## Your goal
Please rewrite these items with every "scan" changed to "image" and everything else kept the same, leaving the pictures out of your answer.

***** Dataset excerpts

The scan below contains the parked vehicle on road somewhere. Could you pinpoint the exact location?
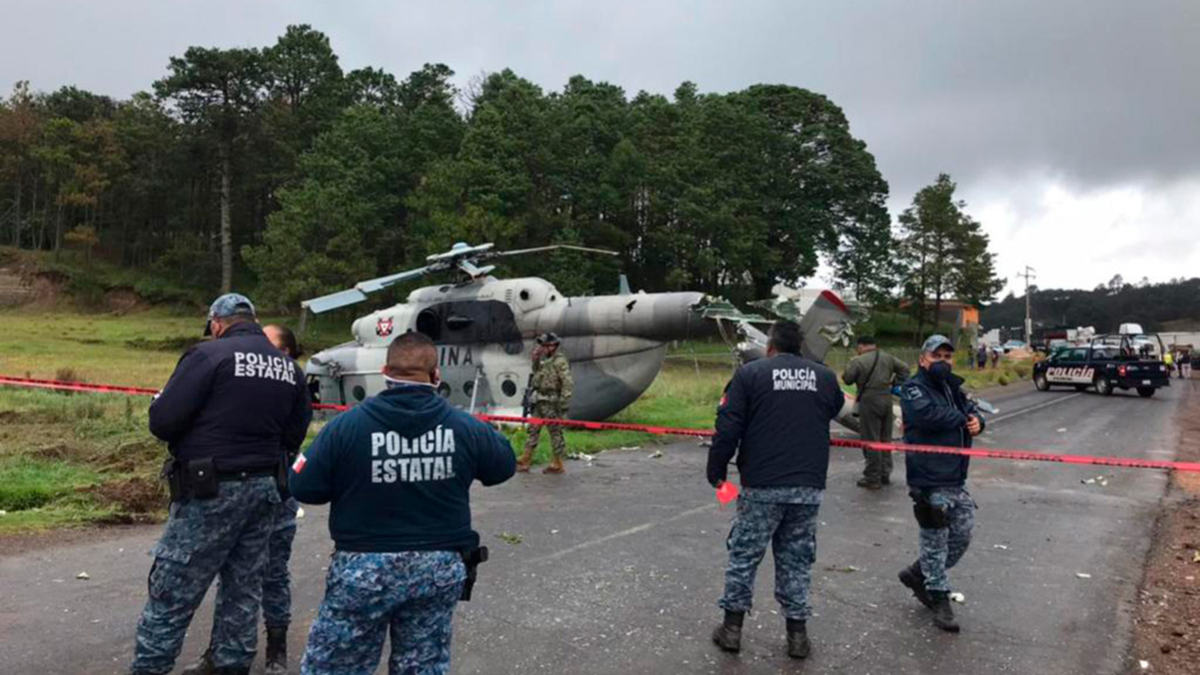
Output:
[1033,334,1171,398]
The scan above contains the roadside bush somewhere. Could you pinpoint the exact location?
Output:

**********

## Answer to the task
The image below contains the parked vehicle on road somewhere. Could you pinpoint the exact location?
Output:
[1033,334,1171,398]
The image above contains the roadside bush somewhere. Could you pinpoint the exact location?
Output:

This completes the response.